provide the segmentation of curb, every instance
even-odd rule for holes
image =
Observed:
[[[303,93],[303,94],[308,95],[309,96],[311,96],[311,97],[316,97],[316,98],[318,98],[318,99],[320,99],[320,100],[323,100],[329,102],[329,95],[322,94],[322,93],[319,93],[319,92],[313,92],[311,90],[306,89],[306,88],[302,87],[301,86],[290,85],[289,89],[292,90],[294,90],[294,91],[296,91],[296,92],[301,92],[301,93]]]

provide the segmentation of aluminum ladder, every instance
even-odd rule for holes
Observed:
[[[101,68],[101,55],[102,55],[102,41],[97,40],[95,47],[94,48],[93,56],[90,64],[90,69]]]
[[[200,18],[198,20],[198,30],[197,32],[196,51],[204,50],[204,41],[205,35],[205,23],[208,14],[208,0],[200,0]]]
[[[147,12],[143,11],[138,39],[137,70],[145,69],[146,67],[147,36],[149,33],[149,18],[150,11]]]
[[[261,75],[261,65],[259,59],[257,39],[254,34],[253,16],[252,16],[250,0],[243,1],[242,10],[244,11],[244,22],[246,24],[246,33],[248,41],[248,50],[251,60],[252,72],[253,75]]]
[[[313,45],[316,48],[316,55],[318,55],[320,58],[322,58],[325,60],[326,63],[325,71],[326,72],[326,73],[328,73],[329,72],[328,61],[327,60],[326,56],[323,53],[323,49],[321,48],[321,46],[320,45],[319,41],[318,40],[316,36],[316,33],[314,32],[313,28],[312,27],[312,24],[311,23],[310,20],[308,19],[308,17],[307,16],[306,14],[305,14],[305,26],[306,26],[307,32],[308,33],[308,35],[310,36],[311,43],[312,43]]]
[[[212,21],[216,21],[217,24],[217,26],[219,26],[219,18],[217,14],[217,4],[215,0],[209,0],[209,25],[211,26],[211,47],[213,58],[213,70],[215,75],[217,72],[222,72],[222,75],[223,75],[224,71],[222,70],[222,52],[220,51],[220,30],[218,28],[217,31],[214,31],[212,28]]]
-=-=-=-=-
▸ **Given problem**:
Copy out, word for word, the lines of the items running from the one containing "provide the segmentation of aluminum" through the last line of the items, both ends included.

▸ **Solution to this task**:
provide the segmentation of aluminum ladder, every instance
even-odd rule for holes
Observed:
[[[101,68],[101,55],[102,55],[102,41],[97,40],[95,47],[94,48],[93,56],[90,64],[90,69]]]
[[[200,18],[198,20],[198,30],[197,32],[196,51],[204,50],[204,41],[205,35],[205,23],[208,14],[208,0],[200,0]]]
[[[147,12],[143,11],[138,39],[137,70],[145,69],[146,67],[147,36],[149,33],[149,18],[150,11]]]
[[[261,75],[261,65],[259,59],[257,39],[254,34],[253,16],[252,16],[250,0],[243,1],[242,10],[244,11],[244,22],[246,24],[246,33],[248,41],[248,50],[251,60],[252,72],[253,75]]]
[[[313,45],[316,48],[316,55],[318,55],[320,58],[322,58],[325,60],[326,63],[325,71],[326,72],[326,73],[328,73],[329,72],[328,61],[327,60],[326,56],[323,53],[323,49],[321,48],[321,46],[320,45],[319,41],[318,40],[316,36],[316,33],[314,32],[313,28],[312,27],[312,24],[311,23],[310,20],[308,19],[308,17],[307,16],[306,14],[305,14],[305,26],[306,26],[307,32],[308,33],[308,35],[310,36],[311,43],[312,43]]]
[[[212,21],[216,21],[217,24],[217,26],[219,26],[219,18],[217,14],[217,4],[215,0],[209,0],[209,25],[211,26],[211,47],[213,58],[213,70],[215,75],[217,72],[222,72],[222,75],[223,75],[224,71],[222,70],[222,52],[220,51],[220,30],[218,28],[217,31],[214,31],[212,28]]]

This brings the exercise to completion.